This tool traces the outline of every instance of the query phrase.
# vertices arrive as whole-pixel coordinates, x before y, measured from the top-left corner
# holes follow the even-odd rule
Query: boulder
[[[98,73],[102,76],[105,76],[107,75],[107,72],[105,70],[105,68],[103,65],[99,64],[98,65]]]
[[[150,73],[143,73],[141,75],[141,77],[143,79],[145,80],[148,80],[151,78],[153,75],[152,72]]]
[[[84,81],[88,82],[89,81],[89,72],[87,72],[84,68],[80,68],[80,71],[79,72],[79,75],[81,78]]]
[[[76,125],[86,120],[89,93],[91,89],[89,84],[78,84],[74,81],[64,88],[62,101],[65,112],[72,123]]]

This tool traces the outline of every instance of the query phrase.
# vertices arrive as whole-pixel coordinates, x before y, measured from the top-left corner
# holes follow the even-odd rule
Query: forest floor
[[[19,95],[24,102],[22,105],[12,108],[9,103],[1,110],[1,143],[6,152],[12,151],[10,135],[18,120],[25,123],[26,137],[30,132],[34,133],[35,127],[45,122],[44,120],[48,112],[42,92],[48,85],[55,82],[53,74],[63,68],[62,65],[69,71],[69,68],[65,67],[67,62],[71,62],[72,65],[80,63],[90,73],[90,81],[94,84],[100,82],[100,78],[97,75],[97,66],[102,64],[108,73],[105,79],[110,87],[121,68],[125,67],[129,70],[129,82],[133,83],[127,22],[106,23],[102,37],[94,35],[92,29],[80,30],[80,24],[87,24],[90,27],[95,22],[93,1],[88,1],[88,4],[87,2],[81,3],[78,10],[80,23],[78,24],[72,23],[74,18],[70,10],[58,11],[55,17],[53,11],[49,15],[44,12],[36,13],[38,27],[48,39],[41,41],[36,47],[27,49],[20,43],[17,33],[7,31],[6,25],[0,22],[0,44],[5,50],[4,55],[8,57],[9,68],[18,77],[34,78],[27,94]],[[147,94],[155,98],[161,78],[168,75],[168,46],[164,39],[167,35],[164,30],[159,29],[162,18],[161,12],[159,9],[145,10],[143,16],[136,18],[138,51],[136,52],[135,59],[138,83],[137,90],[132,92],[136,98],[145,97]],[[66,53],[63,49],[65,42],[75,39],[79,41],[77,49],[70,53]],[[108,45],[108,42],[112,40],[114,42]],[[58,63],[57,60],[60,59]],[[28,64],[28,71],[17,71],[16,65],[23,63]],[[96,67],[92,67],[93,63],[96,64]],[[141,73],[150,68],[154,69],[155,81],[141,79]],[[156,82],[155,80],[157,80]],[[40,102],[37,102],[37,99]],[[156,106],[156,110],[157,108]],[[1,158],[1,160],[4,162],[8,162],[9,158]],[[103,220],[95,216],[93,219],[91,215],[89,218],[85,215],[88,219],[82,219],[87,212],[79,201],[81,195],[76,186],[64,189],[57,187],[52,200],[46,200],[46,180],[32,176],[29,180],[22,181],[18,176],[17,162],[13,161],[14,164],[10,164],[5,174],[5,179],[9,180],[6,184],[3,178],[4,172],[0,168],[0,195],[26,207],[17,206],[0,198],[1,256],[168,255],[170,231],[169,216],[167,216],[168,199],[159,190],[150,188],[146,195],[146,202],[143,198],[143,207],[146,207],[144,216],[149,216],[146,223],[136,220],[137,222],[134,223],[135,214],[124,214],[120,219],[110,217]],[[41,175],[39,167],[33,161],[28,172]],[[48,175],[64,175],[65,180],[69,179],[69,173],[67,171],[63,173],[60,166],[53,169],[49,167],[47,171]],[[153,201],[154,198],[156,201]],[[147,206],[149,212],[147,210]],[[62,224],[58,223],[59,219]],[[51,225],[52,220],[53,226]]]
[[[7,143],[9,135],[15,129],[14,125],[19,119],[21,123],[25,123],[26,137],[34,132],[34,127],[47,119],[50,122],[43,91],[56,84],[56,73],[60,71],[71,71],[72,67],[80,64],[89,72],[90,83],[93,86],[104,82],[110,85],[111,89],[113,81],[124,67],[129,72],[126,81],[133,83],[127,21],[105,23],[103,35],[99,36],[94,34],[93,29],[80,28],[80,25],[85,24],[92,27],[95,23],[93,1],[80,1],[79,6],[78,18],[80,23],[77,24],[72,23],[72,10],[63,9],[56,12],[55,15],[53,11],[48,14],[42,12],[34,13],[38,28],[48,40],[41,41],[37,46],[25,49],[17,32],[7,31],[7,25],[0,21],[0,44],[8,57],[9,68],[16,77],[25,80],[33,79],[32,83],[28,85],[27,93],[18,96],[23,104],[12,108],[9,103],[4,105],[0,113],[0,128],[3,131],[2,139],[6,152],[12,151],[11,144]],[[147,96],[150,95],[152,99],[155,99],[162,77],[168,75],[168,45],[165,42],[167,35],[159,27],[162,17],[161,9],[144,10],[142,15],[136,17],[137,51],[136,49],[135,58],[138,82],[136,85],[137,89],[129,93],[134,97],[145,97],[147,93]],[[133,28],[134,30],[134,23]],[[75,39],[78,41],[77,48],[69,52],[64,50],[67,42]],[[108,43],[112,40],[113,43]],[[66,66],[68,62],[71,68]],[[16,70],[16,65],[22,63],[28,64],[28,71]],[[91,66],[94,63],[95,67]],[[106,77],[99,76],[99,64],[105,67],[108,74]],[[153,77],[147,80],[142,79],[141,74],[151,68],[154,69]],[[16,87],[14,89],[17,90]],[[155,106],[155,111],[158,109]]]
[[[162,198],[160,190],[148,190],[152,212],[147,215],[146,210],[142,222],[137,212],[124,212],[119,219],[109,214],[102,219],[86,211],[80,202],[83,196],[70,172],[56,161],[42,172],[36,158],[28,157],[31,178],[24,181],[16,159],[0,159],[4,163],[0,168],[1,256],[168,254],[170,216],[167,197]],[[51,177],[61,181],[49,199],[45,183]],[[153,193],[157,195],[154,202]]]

# # # # # # #

■ **AIM OF THE EXERCISE**
Convert the entire listing above into a JSON array of strings, one string per line, leaving out the blank lines.

■ **RESULT**
[
  "This tool traces the outline of every instance of the query phrase.",
  "# vertices arrive as whole-pixel coordinates, x before y, measured from the top-left corner",
  "# holes follow the even-odd rule",
  "Query: boulder",
  "[[[98,73],[102,76],[105,76],[107,75],[107,72],[105,70],[105,68],[103,65],[99,64],[98,65]]]",
  "[[[150,73],[143,73],[141,75],[141,77],[143,79],[145,80],[148,80],[151,78],[153,75],[152,72]]]",
  "[[[84,81],[88,82],[89,81],[89,72],[87,72],[84,68],[80,68],[80,71],[79,72],[79,75],[81,78]]]",
  "[[[76,125],[86,120],[89,93],[91,89],[89,84],[78,84],[74,81],[64,88],[62,101],[65,112],[72,123]]]",
  "This tool traces the outline of every instance of the query phrase.",
  "# vertices arrive as whole-pixel coordinates, x before y, measured from the top-left corner",
  "# holes follow the even-odd rule",
  "Query: forest floor",
  "[[[19,95],[24,102],[22,105],[12,108],[9,103],[1,110],[1,143],[6,152],[12,151],[10,135],[18,120],[25,123],[26,137],[30,132],[34,133],[35,127],[45,122],[44,120],[48,112],[42,92],[48,85],[55,82],[53,74],[63,68],[62,65],[69,71],[69,68],[65,67],[67,62],[71,62],[72,65],[80,63],[90,73],[90,81],[94,84],[100,82],[100,78],[97,75],[97,66],[102,64],[108,73],[105,79],[110,87],[121,68],[125,67],[129,70],[129,82],[133,83],[127,22],[106,23],[102,37],[94,35],[92,29],[80,30],[80,24],[87,24],[90,27],[95,22],[93,1],[88,1],[88,4],[87,2],[81,3],[78,10],[80,23],[78,24],[72,23],[74,18],[70,10],[58,11],[55,17],[53,11],[49,15],[44,12],[36,13],[38,27],[48,39],[41,41],[36,47],[27,49],[20,43],[17,33],[7,31],[6,25],[0,22],[0,44],[5,50],[4,55],[8,57],[9,68],[18,77],[34,78],[27,94]],[[147,94],[155,98],[161,78],[168,75],[168,46],[164,39],[167,35],[164,30],[159,29],[162,18],[161,12],[159,9],[145,10],[143,16],[136,18],[138,51],[136,52],[135,59],[138,83],[137,90],[132,92],[136,98],[145,97]],[[66,53],[63,49],[65,42],[75,39],[79,41],[77,49],[70,53]],[[108,45],[108,42],[112,40],[114,42]],[[58,63],[57,60],[60,59]],[[28,64],[28,71],[17,71],[16,65],[23,63]],[[96,67],[92,67],[93,63],[96,64]],[[141,73],[150,68],[154,69],[155,81],[141,79]],[[156,82],[155,80],[157,80]],[[40,102],[37,102],[37,99]],[[156,106],[156,110],[157,108]],[[1,158],[1,160],[4,162],[8,162],[9,158]],[[103,220],[95,216],[93,219],[91,215],[89,218],[85,215],[88,219],[82,219],[87,212],[79,201],[81,195],[76,186],[64,189],[57,187],[52,200],[46,200],[46,180],[32,176],[29,180],[22,181],[18,176],[17,162],[13,161],[14,164],[10,164],[5,174],[5,179],[9,180],[6,184],[3,178],[4,172],[0,168],[0,195],[26,207],[17,206],[0,198],[1,256],[168,255],[170,231],[169,216],[167,216],[168,199],[159,190],[150,188],[146,195],[146,202],[143,198],[143,207],[146,207],[144,216],[149,216],[146,223],[136,220],[137,222],[134,223],[135,214],[124,214],[120,219],[110,217]],[[41,175],[39,167],[33,161],[28,172]],[[48,175],[64,175],[65,180],[69,179],[69,173],[67,171],[63,173],[60,166],[53,169],[49,167],[47,171]],[[153,201],[154,198],[156,201]],[[147,206],[149,212],[147,210]],[[62,224],[58,223],[59,219]],[[51,225],[52,220],[53,226]]]",
  "[[[7,143],[9,135],[15,129],[14,125],[19,119],[21,123],[25,123],[26,137],[34,132],[34,127],[47,119],[50,122],[43,91],[56,84],[56,73],[60,71],[71,71],[72,67],[80,64],[89,72],[90,83],[93,86],[104,82],[110,85],[111,89],[113,81],[124,67],[129,72],[126,81],[133,83],[127,21],[105,23],[103,35],[99,36],[94,34],[93,29],[80,28],[80,25],[85,24],[92,27],[95,23],[93,1],[80,1],[79,6],[78,18],[80,23],[77,24],[72,23],[72,10],[63,9],[56,12],[55,15],[53,11],[48,14],[42,12],[34,13],[38,28],[48,40],[41,41],[37,46],[25,49],[17,32],[7,31],[7,25],[0,21],[0,44],[8,57],[9,68],[16,77],[25,80],[33,79],[32,83],[28,85],[27,93],[18,96],[23,104],[12,108],[9,103],[4,105],[0,113],[0,128],[3,131],[2,139],[6,152],[12,151],[11,144]],[[147,96],[150,95],[152,99],[155,99],[162,77],[168,75],[168,45],[165,42],[167,35],[159,27],[162,17],[161,9],[144,10],[142,15],[136,17],[137,51],[136,49],[135,58],[138,82],[136,85],[137,89],[129,93],[134,97],[145,97],[147,93]],[[133,28],[134,30],[134,23]],[[75,39],[78,41],[77,48],[69,52],[64,50],[67,42]],[[108,43],[112,40],[113,43]],[[66,66],[68,62],[71,68]],[[16,70],[16,65],[22,63],[28,64],[28,71]],[[91,66],[94,63],[95,67]],[[106,77],[99,76],[99,64],[105,67],[108,74]],[[153,77],[147,80],[142,79],[141,74],[151,68],[154,69]],[[16,87],[14,89],[17,90]],[[155,106],[155,111],[158,109]]]",
  "[[[162,198],[160,190],[148,190],[152,212],[147,215],[146,210],[142,222],[137,212],[124,212],[119,219],[109,214],[102,219],[86,211],[80,202],[83,196],[70,172],[56,161],[42,172],[36,158],[28,157],[31,178],[24,181],[16,159],[0,159],[4,163],[0,168],[1,256],[168,254],[170,216],[167,197]],[[51,177],[61,181],[49,199],[45,183]],[[153,193],[157,195],[154,202]]]"
]